──────── Task material
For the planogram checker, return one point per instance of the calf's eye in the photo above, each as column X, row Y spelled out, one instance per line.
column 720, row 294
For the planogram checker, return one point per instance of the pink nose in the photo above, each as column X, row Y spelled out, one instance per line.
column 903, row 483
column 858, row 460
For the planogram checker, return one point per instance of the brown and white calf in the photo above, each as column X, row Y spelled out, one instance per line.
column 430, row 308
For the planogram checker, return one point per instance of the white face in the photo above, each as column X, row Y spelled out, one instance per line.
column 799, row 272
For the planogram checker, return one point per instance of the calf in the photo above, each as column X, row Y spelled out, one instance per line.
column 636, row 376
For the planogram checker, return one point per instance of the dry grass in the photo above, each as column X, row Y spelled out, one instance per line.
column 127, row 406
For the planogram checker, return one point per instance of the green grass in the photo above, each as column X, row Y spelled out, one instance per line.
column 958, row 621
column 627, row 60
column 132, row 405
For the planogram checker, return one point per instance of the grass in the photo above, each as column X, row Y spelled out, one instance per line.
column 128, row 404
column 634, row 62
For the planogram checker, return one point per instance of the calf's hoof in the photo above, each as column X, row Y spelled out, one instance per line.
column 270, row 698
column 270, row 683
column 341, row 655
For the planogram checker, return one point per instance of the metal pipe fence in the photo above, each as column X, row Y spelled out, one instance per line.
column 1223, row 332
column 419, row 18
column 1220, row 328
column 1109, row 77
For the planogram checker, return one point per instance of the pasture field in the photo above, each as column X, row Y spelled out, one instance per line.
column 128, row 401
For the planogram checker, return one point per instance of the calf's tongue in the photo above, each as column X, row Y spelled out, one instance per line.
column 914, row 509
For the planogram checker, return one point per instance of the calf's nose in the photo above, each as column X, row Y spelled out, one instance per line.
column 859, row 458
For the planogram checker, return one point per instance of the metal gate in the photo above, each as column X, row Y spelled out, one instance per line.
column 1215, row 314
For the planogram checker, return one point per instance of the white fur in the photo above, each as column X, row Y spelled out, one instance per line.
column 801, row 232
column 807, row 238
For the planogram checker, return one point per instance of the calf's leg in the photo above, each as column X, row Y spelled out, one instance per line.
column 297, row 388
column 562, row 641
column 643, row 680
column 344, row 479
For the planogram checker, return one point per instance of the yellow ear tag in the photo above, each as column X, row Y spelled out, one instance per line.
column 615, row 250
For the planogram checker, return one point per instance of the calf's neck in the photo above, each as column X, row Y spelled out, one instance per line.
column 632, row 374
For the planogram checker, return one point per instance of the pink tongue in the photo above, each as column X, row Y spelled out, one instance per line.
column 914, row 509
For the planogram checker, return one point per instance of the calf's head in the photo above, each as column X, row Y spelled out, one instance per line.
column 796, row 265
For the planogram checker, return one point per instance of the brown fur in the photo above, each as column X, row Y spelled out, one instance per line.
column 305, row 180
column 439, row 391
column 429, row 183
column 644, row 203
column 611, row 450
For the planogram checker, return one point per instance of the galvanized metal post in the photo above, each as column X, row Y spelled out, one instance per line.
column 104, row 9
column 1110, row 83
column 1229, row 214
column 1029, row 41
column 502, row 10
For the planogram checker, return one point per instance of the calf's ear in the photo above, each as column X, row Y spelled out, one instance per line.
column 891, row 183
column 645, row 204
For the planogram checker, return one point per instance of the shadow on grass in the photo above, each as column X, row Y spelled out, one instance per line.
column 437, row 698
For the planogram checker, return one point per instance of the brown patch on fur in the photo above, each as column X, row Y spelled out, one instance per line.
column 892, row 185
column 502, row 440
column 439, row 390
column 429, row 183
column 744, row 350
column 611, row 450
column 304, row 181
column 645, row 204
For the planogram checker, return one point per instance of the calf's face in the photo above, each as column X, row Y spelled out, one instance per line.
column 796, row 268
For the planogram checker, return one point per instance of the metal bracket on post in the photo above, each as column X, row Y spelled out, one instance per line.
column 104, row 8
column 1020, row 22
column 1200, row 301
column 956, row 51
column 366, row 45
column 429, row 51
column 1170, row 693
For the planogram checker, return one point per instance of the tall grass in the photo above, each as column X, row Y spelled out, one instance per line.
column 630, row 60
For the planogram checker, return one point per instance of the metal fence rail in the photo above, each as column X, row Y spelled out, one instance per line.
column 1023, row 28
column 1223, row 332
────────────────
■ **What is required**:
Output all of the entries above verbatim, changing nothing in any line.

■ **Worked answer**:
For the planogram checker, return one point per instance of the calf's eye in the photo above, each as column X, row Y spelled out, one instance per line.
column 720, row 294
For the planogram checker, return one point per instance of the pink nose in the photo above, each as column X, row Y spelled out, one instance per line.
column 903, row 483
column 858, row 460
For the planogram checker, return one point per instance of the brown and white calf in the photo above, each as column X, row Y spelled out, one instance per line.
column 430, row 308
For the planogram checker, return one point per instance of the white face in the photo above, each as column X, row Y spelled out, one instance per line.
column 799, row 272
For the planogram checker, return one point per instance of the calf in the photo above, each as column X, row Y spelled out, one instance per line.
column 636, row 376
For the planogram checker, return one point per instance of the dry grass in the photo above, each as column X, row Y spelled out, one instance per line.
column 127, row 406
For the planogram checker, return one point per instance of the green grass in the photo above, each as column X, row Y spelled out, one instance per line.
column 958, row 621
column 627, row 60
column 132, row 405
For the planogram checker, return one point per instance of the grass in the photo above, each as column X, row Y spelled out, one instance per line.
column 128, row 404
column 634, row 62
For the planogram checker, return one point per instance of the calf's hoof in the photo above, each as column X, row Y spelled out, one instance per line.
column 270, row 698
column 270, row 683
column 341, row 655
For the planogram checker, return one point per instance of the metal pipe fence in the photo above, each as column X, row Y spelled out, one instance per line.
column 1223, row 332
column 419, row 18
column 1220, row 328
column 1109, row 77
For the planogram checker, return one point per instance of the pasture field in the photo above, each as column X, row Y spelled out, one instance per line.
column 128, row 401
For the planogram checker, return one point per instance of the calf's tongue in the photo above, each as column X, row Y spelled out, one instance per line.
column 914, row 509
For the planogram checker, return one point per instance of the calf's nose in the photo above, each as column X, row Y spelled out, one instance per line.
column 859, row 458
For the planogram checker, return one point per instance of the metal gate in the photo above, each as column X, row Y spelled out, one instance per line.
column 1215, row 314
For the planogram checker, return one point per instance of the white fur in the photo above, each as column X, row Y spelled out, one instance per line.
column 801, row 232
column 807, row 238
For the planogram checker, return one point per instance of the calf's leg in the photo above, each as column X, row Y spelled out, one instance per line.
column 297, row 388
column 562, row 641
column 643, row 680
column 344, row 479
For the planogram checker, return one point per instance of the yellow ear tag in the photo above, each as column X, row Y spelled out, one instance per line.
column 615, row 250
For the planogram checker, return one point per instance of the calf's neck in the photo above, each as column X, row Y spelled out, one instance per line.
column 632, row 374
For the planogram checker, return one point per instance of the pink tongue in the photo above, each as column X, row Y spelled out, one instance per line.
column 914, row 509
For the planogram checker, return one point per instance of the calf's head in the photo above, each as column X, row Y spelled out, one instance per line.
column 796, row 265
For the planogram checker, return one point per instance of the brown fur in the photo above, each as column X, row Y spelled out, one instance per line.
column 305, row 180
column 439, row 391
column 429, row 183
column 644, row 203
column 611, row 450
For the planogram checker, return one point per instance of the galvanized metal post in the photo above, each as column X, row Y spelled out, one instance per line.
column 104, row 9
column 1110, row 83
column 1229, row 214
column 1029, row 41
column 502, row 10
For the planogram checker, return one point per instance of the calf's ear in the photo above, each as column X, row Y spelled out, one instance per line.
column 891, row 183
column 645, row 204
For the planogram checker, return one point per instance of the shadow on grass in the photo above, each as column X, row Y spelled out, one instance per line.
column 437, row 698
For the planogram checker, return one point per instance of the brown patch on fur in the photo above, each as column X, row Y spelled out, one instance per line.
column 892, row 185
column 502, row 440
column 439, row 390
column 429, row 183
column 744, row 350
column 611, row 450
column 304, row 181
column 645, row 204
For the planogram checker, return one point per instance of the calf's face in the photo above, each as column X, row Y spelled out, one instance per line.
column 796, row 268
For the planogram checker, return one point per instance of the metal bracket on post in the photo above, each as column X, row Y spelled out, one instance per line.
column 104, row 8
column 1020, row 22
column 1200, row 301
column 956, row 51
column 366, row 45
column 429, row 51
column 1170, row 693
For the planogram checker, return one point per instance of the tall grass in the photo above, each as column X, row Y spelled out, one instance per line.
column 630, row 60
For the planogram checker, return one point per instance of the metal fence rail in the photo above, each as column X, row Y spelled out, one instance per line.
column 1023, row 28
column 1223, row 332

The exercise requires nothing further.